**Texte fourni**:
────────────────

« Mon voisin vote FN »

Le constat amer d’un militant antiraciste

« Mon voisin vote Front national »

Combattre un parti impose-t-il de condamner ceux qu’il a réussi à séduire ? Un militant de longue date de diverses organisations antiracistes d’extrême gauche interroge les formes de lutte dont il a usé, sans succès, contre le Front national. Son témoignage aide à comprendre comment celui-ci a réussi à devenir l’un des acteurs décisifs de la prochaine élection présidentielle française.

par Willy Pelletier

J’ai participé dans la joie, l’élan, l’impression de servir, à des coups de poing contre les meetings du Front national (FN), à la dénonciation d’« affaires » où il était impliqué, à des démonstrations « expertes » de l’incohérence de ses programmes, etc. Ces indignations n’empêchent pas les votes Le Pen. On peut même se demander si le sentiment de supériorité morale de ces archanges exterminateurs qui ne connaissent pas un seul « votant » Le Pen, pas un seul adhérent FN, et les imaginent possédés par des passions basses, brutales, effrayantes, ne témoigne pas surtout de leur propre « racisme de classe » (1).

Deux exemples parmi tant d’autres. La Ligue des droits de l’homme titre son communiqué du 15 novembre 2013 : « Conjurons la bêtise et le cynisme, refusons la haine et le racisme ! » et dénonce « une bêtise et une ignorance infiltrant tous les rouages de la vie sociale ».Dans l’édition du 11 février 2012 de La Règle du jeu, Romain Goupil invite à « une insulte par jour contre le Front national », qui« rassemble toute la France moisie et rance » ; il propose « qu’on se lâche… N’essayons plus de convaincre ! ».

21 avril 2002, 18 heures. Nous sommes à la Mutualité à Paris, vidés, soucieux, après une campagne exaltée. Instants flottants, deux heures d’incertitude et d’anxiété. Les militants rassemblés s’impatientent.

Vingt heures, résultats définitifs. Le Pen devance Jospin ! Nous rejoignons l’assemblée générale, consternés, renversés, déçus presque aux larmes, réduits à rien par l’ennemi qui triomphe, mais d’un coup si proches. L’Internationale, nous la crions presque, plusieurs fois, poings levés, à pleine gorge tendue.

Les chants, les slogans dissuadent « ceux qui n’en sont pas ». Mais ils renforcent aussi (surtout ?), chez « ceux qui en sont », la communion, les certitudes partagées. Qui se trouve là ? Quelques salariés de rang moyen, trop intellectualisés et en porte-à-faux ; des professionnels de l’action sociale confrontés aux limites et aux redéfinitions de leurs tâches, qu’ils contestent ; des syndicalistes trop oppositionnels pour « parvenir » ; des étudiants surtout militants ; des « intellectuels » trop absorbés dans des activités politiques pour être intellectuels de plein exercice ; des enseignants qui auraient eu l’agrégation s’ils ne s’étaient pas engagés à corps perdu en politique, etc.

────────────────

**Exercices**:
1/ Répondez d'après le texte :
(a) De quelle date est le communiqué de la Ligue des droits de l'homme ?
(b) Où les militants sont-ils réunis le 21 avril 2002 à 18 heures ?
(c) Quel chant les militants crient-ils, poings levés, après les résultats ?
2/ Recopiez le passage du texte qui commence par « 21 avril 2002, 18 heures. Nous » et se termine par « militants rassemblés s’impatientent. ».

────────────────

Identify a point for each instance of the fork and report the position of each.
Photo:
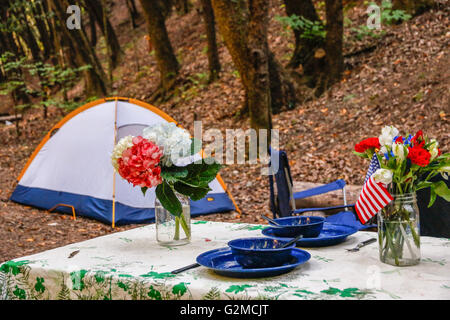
(362, 244)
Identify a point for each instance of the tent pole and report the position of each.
(114, 173)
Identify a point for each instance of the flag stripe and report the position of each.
(373, 197)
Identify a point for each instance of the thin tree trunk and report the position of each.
(93, 28)
(28, 35)
(133, 12)
(97, 8)
(412, 7)
(235, 26)
(334, 61)
(167, 62)
(39, 19)
(210, 26)
(304, 48)
(84, 55)
(259, 100)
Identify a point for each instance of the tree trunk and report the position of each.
(333, 64)
(210, 26)
(413, 7)
(39, 18)
(304, 47)
(84, 53)
(258, 98)
(93, 28)
(167, 62)
(133, 12)
(99, 12)
(239, 31)
(28, 35)
(182, 6)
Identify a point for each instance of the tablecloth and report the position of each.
(131, 265)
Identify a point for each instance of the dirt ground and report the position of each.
(402, 81)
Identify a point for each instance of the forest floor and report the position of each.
(403, 81)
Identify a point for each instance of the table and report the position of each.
(130, 265)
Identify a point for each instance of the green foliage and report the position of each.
(191, 181)
(313, 30)
(48, 78)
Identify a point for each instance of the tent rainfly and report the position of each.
(71, 169)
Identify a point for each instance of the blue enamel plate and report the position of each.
(222, 262)
(330, 235)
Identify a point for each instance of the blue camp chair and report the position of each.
(283, 200)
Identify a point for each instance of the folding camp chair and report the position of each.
(282, 201)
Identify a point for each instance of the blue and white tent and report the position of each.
(71, 169)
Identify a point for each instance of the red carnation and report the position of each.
(367, 144)
(419, 156)
(139, 164)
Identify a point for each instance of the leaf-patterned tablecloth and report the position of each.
(131, 265)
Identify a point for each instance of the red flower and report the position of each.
(367, 144)
(418, 139)
(139, 164)
(419, 156)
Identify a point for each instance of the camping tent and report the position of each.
(71, 169)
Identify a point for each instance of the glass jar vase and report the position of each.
(173, 230)
(399, 231)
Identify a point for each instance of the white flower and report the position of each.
(434, 151)
(400, 152)
(388, 134)
(445, 169)
(119, 148)
(174, 141)
(383, 176)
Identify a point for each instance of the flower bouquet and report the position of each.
(155, 160)
(406, 165)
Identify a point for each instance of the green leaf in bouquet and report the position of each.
(168, 199)
(196, 146)
(201, 174)
(193, 192)
(173, 173)
(432, 196)
(361, 154)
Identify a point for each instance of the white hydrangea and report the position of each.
(400, 152)
(120, 147)
(388, 134)
(174, 141)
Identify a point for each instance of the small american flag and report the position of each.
(373, 166)
(374, 196)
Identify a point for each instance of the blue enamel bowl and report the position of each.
(260, 252)
(308, 226)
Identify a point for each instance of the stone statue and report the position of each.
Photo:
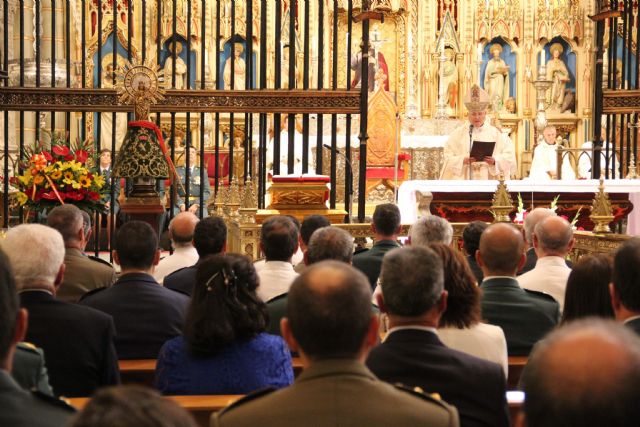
(181, 67)
(496, 78)
(239, 69)
(558, 73)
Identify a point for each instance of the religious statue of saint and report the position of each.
(496, 78)
(558, 73)
(450, 80)
(180, 66)
(239, 69)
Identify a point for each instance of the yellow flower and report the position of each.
(21, 198)
(84, 181)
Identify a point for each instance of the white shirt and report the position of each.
(549, 276)
(545, 159)
(275, 278)
(457, 148)
(481, 340)
(181, 257)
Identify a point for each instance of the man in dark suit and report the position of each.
(625, 286)
(209, 238)
(78, 341)
(145, 313)
(82, 274)
(524, 316)
(330, 323)
(18, 407)
(385, 227)
(587, 374)
(530, 222)
(413, 296)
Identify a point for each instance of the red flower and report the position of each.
(82, 156)
(61, 150)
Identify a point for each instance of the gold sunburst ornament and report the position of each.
(141, 85)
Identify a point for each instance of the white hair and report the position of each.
(35, 252)
(431, 229)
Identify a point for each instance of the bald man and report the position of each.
(524, 316)
(569, 384)
(552, 241)
(181, 230)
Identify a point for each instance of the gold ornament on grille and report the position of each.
(141, 85)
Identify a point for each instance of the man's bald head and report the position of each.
(532, 219)
(329, 310)
(553, 236)
(182, 227)
(567, 383)
(501, 250)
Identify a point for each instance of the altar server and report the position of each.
(457, 162)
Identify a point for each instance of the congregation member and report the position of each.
(552, 241)
(524, 316)
(470, 242)
(209, 238)
(224, 348)
(414, 298)
(457, 149)
(330, 324)
(181, 229)
(531, 220)
(385, 226)
(145, 313)
(584, 374)
(430, 229)
(132, 406)
(544, 165)
(78, 341)
(82, 274)
(278, 242)
(587, 291)
(310, 223)
(625, 286)
(326, 243)
(19, 407)
(460, 325)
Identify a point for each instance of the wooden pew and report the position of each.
(143, 371)
(516, 366)
(201, 407)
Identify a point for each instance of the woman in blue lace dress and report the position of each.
(224, 349)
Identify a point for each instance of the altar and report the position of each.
(463, 201)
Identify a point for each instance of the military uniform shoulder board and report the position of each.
(248, 398)
(419, 392)
(541, 294)
(92, 292)
(54, 401)
(100, 260)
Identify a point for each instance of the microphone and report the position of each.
(348, 163)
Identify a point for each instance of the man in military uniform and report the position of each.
(330, 323)
(524, 316)
(197, 181)
(18, 407)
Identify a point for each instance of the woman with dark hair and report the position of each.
(224, 349)
(587, 292)
(460, 326)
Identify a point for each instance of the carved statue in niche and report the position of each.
(450, 80)
(181, 67)
(558, 73)
(239, 69)
(496, 78)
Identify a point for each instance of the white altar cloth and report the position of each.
(407, 191)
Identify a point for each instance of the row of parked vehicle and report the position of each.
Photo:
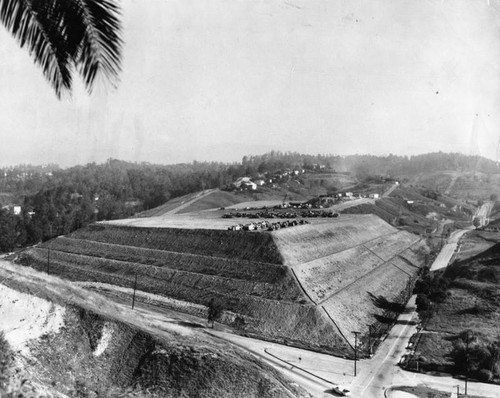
(266, 225)
(282, 214)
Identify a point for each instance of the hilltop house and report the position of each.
(493, 226)
(244, 183)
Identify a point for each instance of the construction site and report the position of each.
(310, 286)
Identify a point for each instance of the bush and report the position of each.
(484, 375)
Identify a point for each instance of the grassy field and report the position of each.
(309, 242)
(355, 307)
(251, 275)
(142, 357)
(219, 243)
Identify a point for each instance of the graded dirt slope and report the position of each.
(313, 241)
(305, 285)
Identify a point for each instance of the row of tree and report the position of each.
(56, 201)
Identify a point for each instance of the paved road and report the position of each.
(378, 373)
(445, 255)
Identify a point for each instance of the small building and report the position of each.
(244, 183)
(493, 226)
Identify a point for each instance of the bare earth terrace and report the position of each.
(307, 285)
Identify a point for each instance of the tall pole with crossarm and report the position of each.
(355, 350)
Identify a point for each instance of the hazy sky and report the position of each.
(218, 79)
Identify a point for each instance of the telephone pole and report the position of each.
(466, 360)
(135, 287)
(369, 340)
(355, 350)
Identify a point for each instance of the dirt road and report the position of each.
(389, 191)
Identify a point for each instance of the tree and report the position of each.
(214, 311)
(62, 35)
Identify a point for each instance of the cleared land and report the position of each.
(300, 285)
(470, 304)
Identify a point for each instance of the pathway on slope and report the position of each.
(454, 178)
(445, 255)
(483, 213)
(377, 374)
(390, 190)
(201, 195)
(352, 203)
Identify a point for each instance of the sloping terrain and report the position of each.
(345, 266)
(468, 311)
(74, 343)
(296, 285)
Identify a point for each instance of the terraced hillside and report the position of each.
(349, 265)
(307, 286)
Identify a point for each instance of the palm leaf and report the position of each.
(101, 44)
(62, 35)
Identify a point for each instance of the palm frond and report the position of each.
(65, 34)
(32, 28)
(101, 45)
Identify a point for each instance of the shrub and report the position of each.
(484, 375)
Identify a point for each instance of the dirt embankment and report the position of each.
(87, 354)
(218, 243)
(300, 286)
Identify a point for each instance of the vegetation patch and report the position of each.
(461, 312)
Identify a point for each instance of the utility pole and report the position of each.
(369, 340)
(466, 360)
(355, 350)
(135, 287)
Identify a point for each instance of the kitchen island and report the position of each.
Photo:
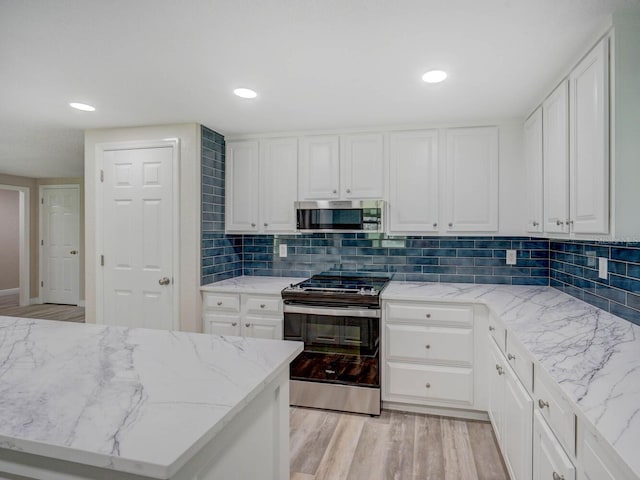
(96, 402)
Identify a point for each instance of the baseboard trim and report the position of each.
(9, 291)
(441, 411)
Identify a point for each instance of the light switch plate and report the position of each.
(602, 267)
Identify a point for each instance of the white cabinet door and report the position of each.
(471, 179)
(261, 327)
(555, 134)
(222, 324)
(589, 142)
(413, 187)
(549, 460)
(518, 417)
(319, 168)
(362, 166)
(241, 210)
(533, 164)
(278, 184)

────────────────

**Corrigés des exercices**:
1/
(a) Du 15 novembre 2013.
(b) À la Mutualité, à Paris.
(c) L'Internationale.

2/
21 avril 2002, 18 heures. Nous sommes à la Mutualité à Paris, vidés, soucieux, après une campagne exaltée. Instants flottants, deux heures d’incertitude et d’anxiété. Les militants rassemblés s’impatientent.